> _GIVEN DATA_
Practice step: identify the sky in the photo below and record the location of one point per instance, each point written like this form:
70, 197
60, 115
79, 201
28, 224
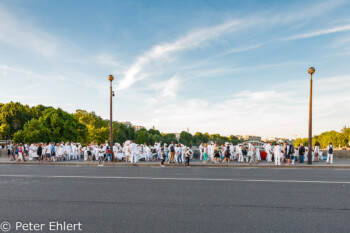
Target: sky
227, 67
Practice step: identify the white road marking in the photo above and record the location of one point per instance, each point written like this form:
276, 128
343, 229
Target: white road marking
182, 179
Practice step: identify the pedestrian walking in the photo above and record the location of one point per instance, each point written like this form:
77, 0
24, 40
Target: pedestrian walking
330, 151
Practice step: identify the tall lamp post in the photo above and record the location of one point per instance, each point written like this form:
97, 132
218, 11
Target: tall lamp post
309, 155
111, 78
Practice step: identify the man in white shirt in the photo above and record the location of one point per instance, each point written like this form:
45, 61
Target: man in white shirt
133, 152
330, 151
48, 152
240, 154
277, 150
201, 151
252, 150
268, 150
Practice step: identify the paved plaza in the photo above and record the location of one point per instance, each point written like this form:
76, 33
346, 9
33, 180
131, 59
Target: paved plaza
177, 199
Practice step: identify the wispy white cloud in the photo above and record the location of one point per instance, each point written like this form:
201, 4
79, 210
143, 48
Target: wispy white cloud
280, 110
318, 33
190, 41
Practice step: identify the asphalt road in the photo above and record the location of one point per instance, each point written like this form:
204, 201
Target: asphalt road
155, 199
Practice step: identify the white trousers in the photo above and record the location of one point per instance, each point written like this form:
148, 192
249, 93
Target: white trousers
330, 158
133, 158
240, 157
278, 160
269, 157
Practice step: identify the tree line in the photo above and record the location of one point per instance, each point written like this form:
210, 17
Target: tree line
47, 124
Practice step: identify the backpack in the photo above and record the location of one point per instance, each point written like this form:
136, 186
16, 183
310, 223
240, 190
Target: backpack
330, 150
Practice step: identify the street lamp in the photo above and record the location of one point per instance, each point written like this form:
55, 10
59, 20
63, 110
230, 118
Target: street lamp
309, 155
111, 78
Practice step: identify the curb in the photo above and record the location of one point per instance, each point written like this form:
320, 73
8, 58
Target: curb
176, 165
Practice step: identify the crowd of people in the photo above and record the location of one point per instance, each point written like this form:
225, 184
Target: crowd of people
248, 153
173, 153
129, 152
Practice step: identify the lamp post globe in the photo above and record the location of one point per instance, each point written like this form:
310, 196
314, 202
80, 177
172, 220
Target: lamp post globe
311, 70
110, 77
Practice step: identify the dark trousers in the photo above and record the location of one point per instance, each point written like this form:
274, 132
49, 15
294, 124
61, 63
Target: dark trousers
187, 161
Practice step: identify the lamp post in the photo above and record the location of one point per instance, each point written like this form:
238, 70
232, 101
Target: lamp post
309, 155
111, 78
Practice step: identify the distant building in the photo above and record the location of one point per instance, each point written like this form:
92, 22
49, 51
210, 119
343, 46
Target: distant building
136, 127
251, 138
177, 135
279, 140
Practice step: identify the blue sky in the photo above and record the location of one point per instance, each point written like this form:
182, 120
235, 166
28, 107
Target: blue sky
228, 67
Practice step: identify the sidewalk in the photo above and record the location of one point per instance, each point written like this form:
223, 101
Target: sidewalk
339, 163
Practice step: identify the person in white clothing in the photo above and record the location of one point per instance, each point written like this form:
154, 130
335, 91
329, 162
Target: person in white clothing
133, 152
240, 154
277, 150
201, 149
268, 150
330, 151
317, 152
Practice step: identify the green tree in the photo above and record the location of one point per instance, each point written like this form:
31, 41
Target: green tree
13, 117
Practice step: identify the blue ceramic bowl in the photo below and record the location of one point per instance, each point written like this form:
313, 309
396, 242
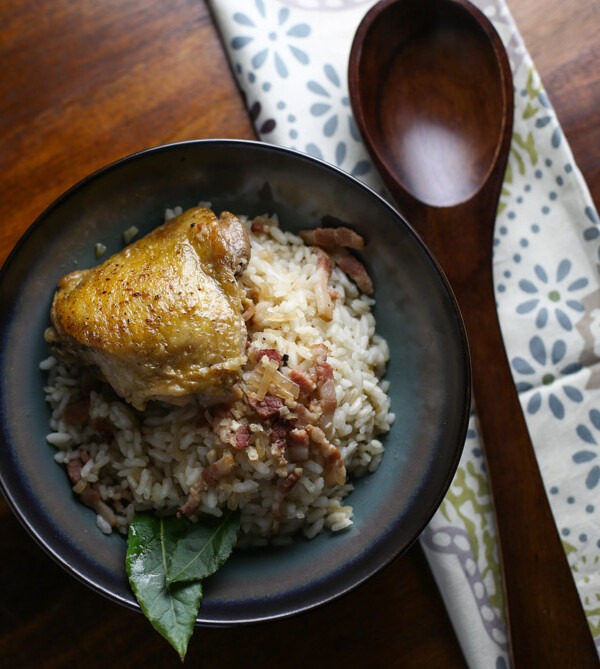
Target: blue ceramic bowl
416, 312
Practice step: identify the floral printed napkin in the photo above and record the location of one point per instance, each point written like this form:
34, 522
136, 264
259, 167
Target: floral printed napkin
290, 58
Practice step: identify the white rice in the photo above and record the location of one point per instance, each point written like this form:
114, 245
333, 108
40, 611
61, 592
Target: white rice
151, 459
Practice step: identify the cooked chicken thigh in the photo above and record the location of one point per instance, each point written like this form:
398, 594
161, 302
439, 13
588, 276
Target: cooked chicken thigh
162, 319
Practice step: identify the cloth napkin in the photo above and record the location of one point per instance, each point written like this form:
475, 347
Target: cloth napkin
290, 58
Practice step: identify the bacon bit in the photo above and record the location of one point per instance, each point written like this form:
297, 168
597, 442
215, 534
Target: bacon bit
325, 389
258, 226
268, 407
278, 438
267, 370
283, 488
354, 268
303, 381
334, 469
77, 412
242, 437
298, 436
304, 416
324, 301
332, 237
74, 470
271, 354
192, 503
211, 474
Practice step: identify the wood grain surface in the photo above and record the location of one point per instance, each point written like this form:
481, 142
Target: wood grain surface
83, 83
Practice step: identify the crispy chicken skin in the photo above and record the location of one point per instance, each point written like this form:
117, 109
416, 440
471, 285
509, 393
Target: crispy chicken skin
162, 319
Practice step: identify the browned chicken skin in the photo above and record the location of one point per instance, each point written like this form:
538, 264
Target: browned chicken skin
162, 319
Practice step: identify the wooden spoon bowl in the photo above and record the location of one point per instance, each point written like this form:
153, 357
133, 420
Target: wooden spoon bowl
431, 90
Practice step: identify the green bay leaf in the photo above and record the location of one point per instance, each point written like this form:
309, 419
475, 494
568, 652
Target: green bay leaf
171, 608
206, 547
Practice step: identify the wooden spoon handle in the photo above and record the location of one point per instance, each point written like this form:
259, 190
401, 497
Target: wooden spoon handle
538, 582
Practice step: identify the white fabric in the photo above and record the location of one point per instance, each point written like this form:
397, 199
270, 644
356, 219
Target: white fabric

> _EXERCISE INSTRUCTIONS_
Reproduce each line exactly, please, except for any pictures.

> _ANSWER TO THE PROBLEM_
Practice step: identify the sky in the photo below and record the location of one point per instance, each point written like this form:
70, 197
60, 115
79, 201
28, 224
Target: sky
227, 67
Practice step: identify the white road marking in the photo above and record the location of one point per instance, each point written like this form:
276, 128
343, 229
Target: white road marking
182, 179
Practice step: identify the pedestrian walking in the photo above and record the location of one point per instance, each point written like this form:
77, 0
24, 40
Target: pedestrian walking
330, 151
Practice step: identify the tall lamp post in the photo above and record the location of one point per instance, each point written like this form:
97, 132
218, 11
Target: tall lamp post
309, 155
111, 78
Practice step: identify the man in white shirt in the photo above and record the location of one point per instance, each point written like this form:
45, 61
Target: man in white shirt
133, 152
330, 151
48, 152
240, 154
277, 150
201, 151
252, 150
268, 150
Practice step: identify the paved plaza in the photo above and record the location of one point per instance, each point written like this form:
76, 33
346, 9
33, 180
131, 59
Target: paved plaza
177, 199
Practice step: identify the wispy white cloud in the photo above and record the location of one point per instance, each point written like this form:
201, 4
79, 210
143, 48
Target: wispy white cloud
280, 110
318, 33
190, 41
Practice step: identify the asphalt road in the photo above and record the location of one point per instance, each point written like this form:
204, 201
Target: asphalt road
155, 199
Practice step: identify the white trousers in the photo above and record the location of one point per instance, each point written like this form:
148, 192
249, 93
Target: white trousers
330, 158
133, 158
240, 157
278, 160
269, 157
Practice step: identify the tree line in the photo above and record the location of one point per instance, each point written like this form:
210, 17
Target: tree line
47, 124
Practice step: identify the backpack in the photo above and record the location of one point per instance, each point written like this form:
136, 186
16, 183
310, 223
240, 190
Target: backpack
330, 150
Practice step: identify the street lamp in the photo above and record the location of one point per instance, each point written like this form:
55, 10
59, 20
63, 110
230, 118
Target: street lamp
309, 155
111, 78
Practice step: identify the curb in the photo above and record the location of one point per instance, each point written like this form:
320, 73
8, 58
Target: curb
176, 165
Practice step: identify the crowd of people in the photo above and record the location of one point per instance, each point written like this form:
225, 184
Target: crowd of people
248, 153
173, 153
129, 152
Practice step: identify the lamp post globe in the photo above and record the location of one point per instance, each point written like this form:
310, 196
314, 202
80, 177
172, 220
Target: lamp post globe
311, 70
110, 77
Practice step: identify the dark trousers in the photo above and record the location of one point per instance, each point written like this form:
274, 132
49, 15
294, 124
61, 63
Target: dark trousers
187, 161
Practice step: identify the lamp post in the photo above and record the location of one point per instance, each point written like this form:
238, 70
232, 101
Target: lamp post
309, 155
111, 78
Practice step: identify the distant building in the photo above and record the location of one point per instance, each point written like this form:
92, 22
49, 51
210, 119
343, 46
Target: distant building
136, 127
251, 138
177, 135
279, 140
Practice step: identify the blue sky in the photo above and record the location of one point per instance, each point written like this form:
182, 120
235, 166
28, 107
Target: blue sky
228, 67
Practice step: identify the sidewalk in the photo above and record the location of one point per instance, each point written like this form:
223, 101
Target: sidewalk
339, 163
Practice step: identify the person in white clothing in the photo above and record the location of one point per instance, each point written like this form:
154, 130
335, 91
329, 162
Target: person in white clothing
133, 152
240, 154
277, 150
201, 149
268, 150
330, 151
317, 152
Practice step: identify the green tree in the photo above and record the location of one point per instance, each point written like this form:
31, 41
Target: green tree
13, 117
Practice step: identify the blue ceramic bowl in the photo below and record the location of one point per instance, each point written like this form:
313, 309
396, 242
Target: blue ceramic bowl
416, 312
Practice step: identify the floral printed napkin in the photo above and record the location of one point per instance, each point written like this form:
34, 522
136, 264
259, 167
Target: floral printed napkin
290, 58
Practice step: identify the white rice in the photo above and record the location of one point per instance, each point written like this form:
114, 245
333, 108
40, 611
61, 592
Target: white rice
151, 459
Practice step: identify the cooked chicken thigh in the photo above and record the location of one point per instance, each point written like this form:
398, 594
161, 302
439, 13
588, 276
Target: cooked chicken thigh
162, 319
Practice step: identify the cloth napkin in the photo above and record the location of one point per instance, each point written like this form:
475, 347
Target: cloth napkin
290, 58
Practice step: identify the bacon bit in the photo above and record the location of one point per instance, each point written like this form:
297, 168
597, 442
215, 534
Target: bacon bit
325, 389
258, 226
268, 407
278, 438
267, 370
283, 488
354, 268
303, 381
334, 469
77, 412
242, 437
298, 436
304, 416
324, 301
332, 237
74, 470
271, 354
192, 503
211, 474
Practice step: identify the wood grain surface in the photo above and record the location of one point per instance, each point written like this form:
481, 142
Target: wood grain surface
83, 83
Practice step: identify the crispy chicken skin in the photo above and record the location of one point per instance, each point written like this form:
117, 109
416, 440
471, 285
509, 393
Target: crispy chicken skin
162, 319
Practice step: identify the browned chicken skin in the photo above and record the location of one point per instance, each point written like this form:
538, 264
Target: browned chicken skin
162, 319
Practice step: identify the wooden spoon bowl in the photo above and record the location of one point per instance, each point written like this form:
153, 357
133, 420
Target: wooden spoon bowl
431, 90
Practice step: identify the green bay leaf in the photo above and record the location of one point per instance, each point written like this form:
309, 419
475, 494
568, 652
Target: green bay leaf
171, 608
206, 547
Practice step: identify the wooden spoon handle in the photo above and record the location of one point per instance, each point written like this form:
259, 190
401, 497
Target: wooden spoon handle
538, 582
Practice step: identify the white fabric in the photo above and record the location of one point per instance, each point written like this form:
397, 199
270, 644
356, 219
Target: white fabric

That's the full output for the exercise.